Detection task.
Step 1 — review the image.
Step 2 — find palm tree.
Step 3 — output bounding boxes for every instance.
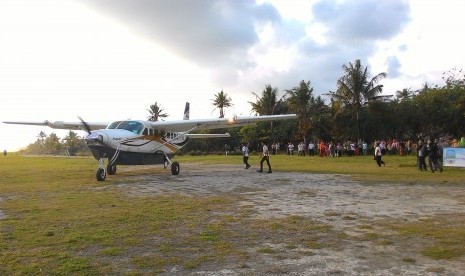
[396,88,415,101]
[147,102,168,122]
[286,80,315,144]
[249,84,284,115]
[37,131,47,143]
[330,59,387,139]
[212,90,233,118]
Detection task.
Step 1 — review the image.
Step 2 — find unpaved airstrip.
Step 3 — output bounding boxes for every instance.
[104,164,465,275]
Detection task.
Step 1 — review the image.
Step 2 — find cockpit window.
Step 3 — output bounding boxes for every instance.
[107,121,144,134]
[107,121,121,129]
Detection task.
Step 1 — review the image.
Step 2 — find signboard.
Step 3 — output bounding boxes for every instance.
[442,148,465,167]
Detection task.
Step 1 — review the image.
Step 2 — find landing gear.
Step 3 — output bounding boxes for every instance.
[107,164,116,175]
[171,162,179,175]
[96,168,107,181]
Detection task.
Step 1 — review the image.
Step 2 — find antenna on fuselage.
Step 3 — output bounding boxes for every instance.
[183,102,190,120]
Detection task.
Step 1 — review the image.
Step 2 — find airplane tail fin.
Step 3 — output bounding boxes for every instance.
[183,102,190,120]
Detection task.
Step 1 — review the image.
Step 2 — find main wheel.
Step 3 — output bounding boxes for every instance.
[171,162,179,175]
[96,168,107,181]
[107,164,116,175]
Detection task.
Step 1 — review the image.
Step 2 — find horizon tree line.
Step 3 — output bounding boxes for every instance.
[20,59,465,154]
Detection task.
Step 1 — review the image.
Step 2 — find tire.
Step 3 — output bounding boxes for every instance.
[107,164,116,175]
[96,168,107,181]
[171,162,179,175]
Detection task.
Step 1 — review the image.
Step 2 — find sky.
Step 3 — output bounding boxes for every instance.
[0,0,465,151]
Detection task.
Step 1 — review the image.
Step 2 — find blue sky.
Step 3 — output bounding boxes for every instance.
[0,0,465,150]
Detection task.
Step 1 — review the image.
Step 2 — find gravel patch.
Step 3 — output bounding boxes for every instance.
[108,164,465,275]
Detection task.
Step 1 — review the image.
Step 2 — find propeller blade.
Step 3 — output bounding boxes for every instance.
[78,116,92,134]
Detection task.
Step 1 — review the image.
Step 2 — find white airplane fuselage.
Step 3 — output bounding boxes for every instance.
•••
REQUIRED WORK
In the listing, from its first line up to and including the line with "[104,164,465,275]", change "review" to "examine" and give those lines back with nothing else altered. Leave the pictures out of your answer.

SOLVED PROBLEM
Detection task.
Step 1 — examine the image.
Step 2 — find palm tree.
Step 3 — output bounding boxes for every instance.
[396,88,415,101]
[147,102,168,122]
[286,80,315,144]
[249,84,284,115]
[37,131,47,143]
[330,59,387,139]
[212,90,233,118]
Detection task.
Step 1 — examine the image.
Step 2 — find unpaved airstrip.
Step 3 — output bounding boxes for every instance.
[104,164,465,275]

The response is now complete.